● AIM OF THE TASK
Pick out and copy each line in the listing below that contains the string "cardboard". Treat uppercase and lowercase as different.

[Pointing records]
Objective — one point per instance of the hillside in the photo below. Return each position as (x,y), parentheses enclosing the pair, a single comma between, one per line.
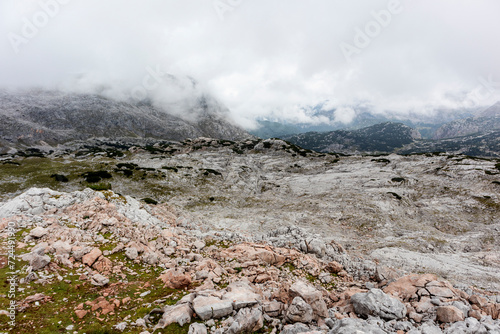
(486,121)
(29,118)
(385,137)
(258,236)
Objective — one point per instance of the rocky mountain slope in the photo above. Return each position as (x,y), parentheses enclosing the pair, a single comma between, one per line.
(384,137)
(485,122)
(29,118)
(93,262)
(215,236)
(486,144)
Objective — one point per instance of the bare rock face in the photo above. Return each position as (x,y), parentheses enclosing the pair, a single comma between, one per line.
(406,287)
(212,307)
(99,280)
(175,279)
(38,232)
(311,296)
(377,303)
(39,262)
(299,311)
(449,314)
(197,328)
(248,320)
(241,295)
(61,247)
(355,326)
(131,253)
(180,314)
(91,257)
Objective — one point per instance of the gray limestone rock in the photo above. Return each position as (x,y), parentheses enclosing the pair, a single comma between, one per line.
(377,303)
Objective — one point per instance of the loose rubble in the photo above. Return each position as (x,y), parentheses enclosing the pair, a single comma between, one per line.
(212,282)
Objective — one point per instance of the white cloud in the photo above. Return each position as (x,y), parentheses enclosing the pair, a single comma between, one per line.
(266,57)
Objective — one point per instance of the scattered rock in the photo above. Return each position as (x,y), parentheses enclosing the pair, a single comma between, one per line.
(91,257)
(197,328)
(38,232)
(299,311)
(449,314)
(175,279)
(39,262)
(377,303)
(99,280)
(212,307)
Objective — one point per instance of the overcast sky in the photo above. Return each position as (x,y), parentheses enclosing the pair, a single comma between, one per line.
(262,57)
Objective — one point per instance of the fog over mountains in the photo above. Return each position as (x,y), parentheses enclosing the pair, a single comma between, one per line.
(53,117)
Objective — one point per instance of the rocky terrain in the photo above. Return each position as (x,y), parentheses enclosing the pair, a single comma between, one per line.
(41,117)
(486,121)
(90,260)
(384,137)
(255,236)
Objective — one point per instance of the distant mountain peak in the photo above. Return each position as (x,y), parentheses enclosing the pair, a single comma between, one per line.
(31,117)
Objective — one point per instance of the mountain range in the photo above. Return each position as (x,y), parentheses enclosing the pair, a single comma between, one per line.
(52,117)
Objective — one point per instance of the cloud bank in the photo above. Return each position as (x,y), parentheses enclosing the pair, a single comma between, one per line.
(260,58)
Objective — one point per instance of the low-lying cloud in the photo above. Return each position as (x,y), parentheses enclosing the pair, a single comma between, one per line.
(260,58)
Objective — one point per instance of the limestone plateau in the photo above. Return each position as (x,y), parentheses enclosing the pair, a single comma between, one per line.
(254,236)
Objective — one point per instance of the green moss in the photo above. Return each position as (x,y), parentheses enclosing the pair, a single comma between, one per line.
(149,201)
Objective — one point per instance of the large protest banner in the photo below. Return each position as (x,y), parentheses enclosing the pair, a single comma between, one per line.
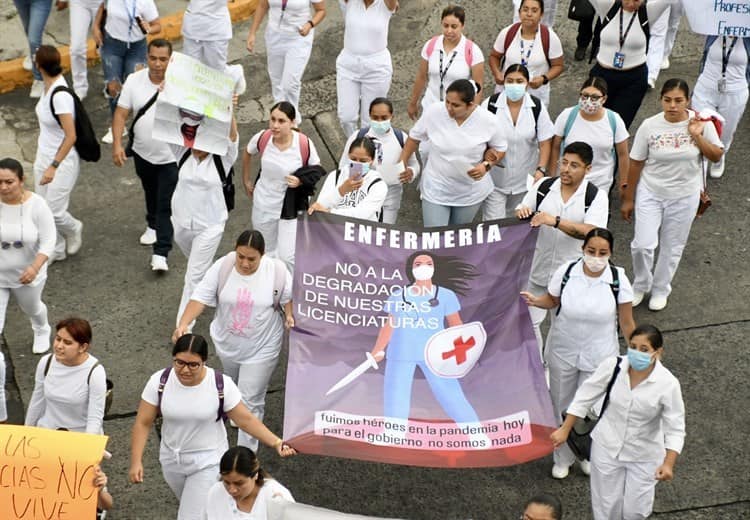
(195,107)
(722,17)
(461,384)
(48,473)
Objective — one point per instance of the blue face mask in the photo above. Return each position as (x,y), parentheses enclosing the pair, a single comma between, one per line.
(639,360)
(380,127)
(515,91)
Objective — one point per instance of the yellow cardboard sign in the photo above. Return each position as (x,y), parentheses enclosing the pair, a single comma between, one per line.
(48,474)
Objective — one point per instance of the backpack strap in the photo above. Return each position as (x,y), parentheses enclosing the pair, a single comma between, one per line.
(219,379)
(160,391)
(227,263)
(564,282)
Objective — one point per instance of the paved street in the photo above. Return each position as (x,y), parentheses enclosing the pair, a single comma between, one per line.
(132,310)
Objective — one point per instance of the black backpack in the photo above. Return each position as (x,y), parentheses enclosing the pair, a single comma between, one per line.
(87,145)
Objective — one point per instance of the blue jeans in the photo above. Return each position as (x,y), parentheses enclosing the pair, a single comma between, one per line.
(435,215)
(119,59)
(34,14)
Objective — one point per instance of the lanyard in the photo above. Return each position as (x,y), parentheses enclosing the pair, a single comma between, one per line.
(442,72)
(630,24)
(725,55)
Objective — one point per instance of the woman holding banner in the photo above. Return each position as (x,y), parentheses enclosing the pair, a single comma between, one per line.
(193,402)
(592,297)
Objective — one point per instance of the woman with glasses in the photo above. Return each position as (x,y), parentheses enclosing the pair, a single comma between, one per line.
(244,488)
(193,400)
(27,238)
(600,127)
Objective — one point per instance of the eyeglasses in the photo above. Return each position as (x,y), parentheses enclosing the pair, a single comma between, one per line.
(192,365)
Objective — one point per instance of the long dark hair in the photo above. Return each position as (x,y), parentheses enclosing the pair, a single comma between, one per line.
(450,271)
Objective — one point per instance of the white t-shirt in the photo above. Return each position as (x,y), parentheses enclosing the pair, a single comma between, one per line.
(190,412)
(198,200)
(207,20)
(32,224)
(454,150)
(136,92)
(221,506)
(554,247)
(522,157)
(246,326)
(532,54)
(584,333)
(275,166)
(736,66)
(296,14)
(365,28)
(121,14)
(365,203)
(673,161)
(66,398)
(51,134)
(458,69)
(598,134)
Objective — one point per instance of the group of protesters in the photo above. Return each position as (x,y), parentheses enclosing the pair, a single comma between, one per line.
(474,155)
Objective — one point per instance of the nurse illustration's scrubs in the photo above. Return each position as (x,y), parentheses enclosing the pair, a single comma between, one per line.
(415,317)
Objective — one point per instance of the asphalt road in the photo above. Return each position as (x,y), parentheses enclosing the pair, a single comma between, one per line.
(132,309)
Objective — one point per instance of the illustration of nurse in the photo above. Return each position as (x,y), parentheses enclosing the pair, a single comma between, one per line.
(415,314)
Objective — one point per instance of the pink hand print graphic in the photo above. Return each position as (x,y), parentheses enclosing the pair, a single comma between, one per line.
(242,313)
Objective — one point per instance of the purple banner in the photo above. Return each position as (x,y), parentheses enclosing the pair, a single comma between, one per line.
(413,346)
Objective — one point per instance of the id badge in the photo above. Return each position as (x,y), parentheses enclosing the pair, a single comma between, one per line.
(619,60)
(722,85)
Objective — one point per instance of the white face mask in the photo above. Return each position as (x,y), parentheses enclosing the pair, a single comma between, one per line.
(423,272)
(596,263)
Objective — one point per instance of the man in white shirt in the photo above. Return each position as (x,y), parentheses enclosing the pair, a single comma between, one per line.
(568,209)
(154,161)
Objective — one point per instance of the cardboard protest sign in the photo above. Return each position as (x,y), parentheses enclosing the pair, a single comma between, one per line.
(722,17)
(461,383)
(195,107)
(48,474)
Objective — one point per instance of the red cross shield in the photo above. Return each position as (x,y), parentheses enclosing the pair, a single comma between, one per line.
(453,352)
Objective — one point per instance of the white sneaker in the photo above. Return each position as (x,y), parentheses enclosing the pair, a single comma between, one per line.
(41,341)
(717,169)
(657,303)
(560,472)
(148,237)
(37,88)
(159,263)
(73,242)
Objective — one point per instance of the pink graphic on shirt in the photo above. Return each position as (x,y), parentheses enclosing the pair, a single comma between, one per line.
(242,313)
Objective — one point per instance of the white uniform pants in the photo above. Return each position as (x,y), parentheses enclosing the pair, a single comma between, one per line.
(661,42)
(190,477)
(280,235)
(29,298)
(564,380)
(500,205)
(199,247)
(252,379)
(659,222)
(621,490)
(57,194)
(211,52)
(81,17)
(359,80)
(288,55)
(731,105)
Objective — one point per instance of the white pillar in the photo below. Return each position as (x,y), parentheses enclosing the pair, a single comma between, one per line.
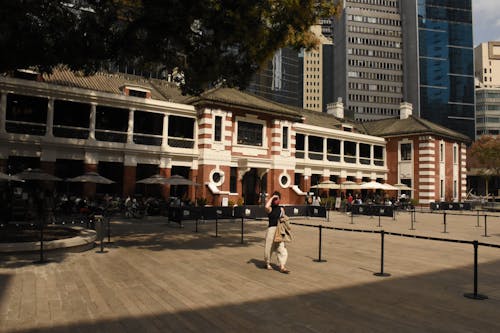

● SOLUTION
Objective — one point per instance of the yellow cardboard sign in the photo above. Return each position as (x,y), parentheses enclosing the pair, a single comma between, one per line.
Objective — one point per instance of the cardboard protest sign in the photo above. Return each position as (x,y), parentheses enclosing the pair, a single comma between, one per line.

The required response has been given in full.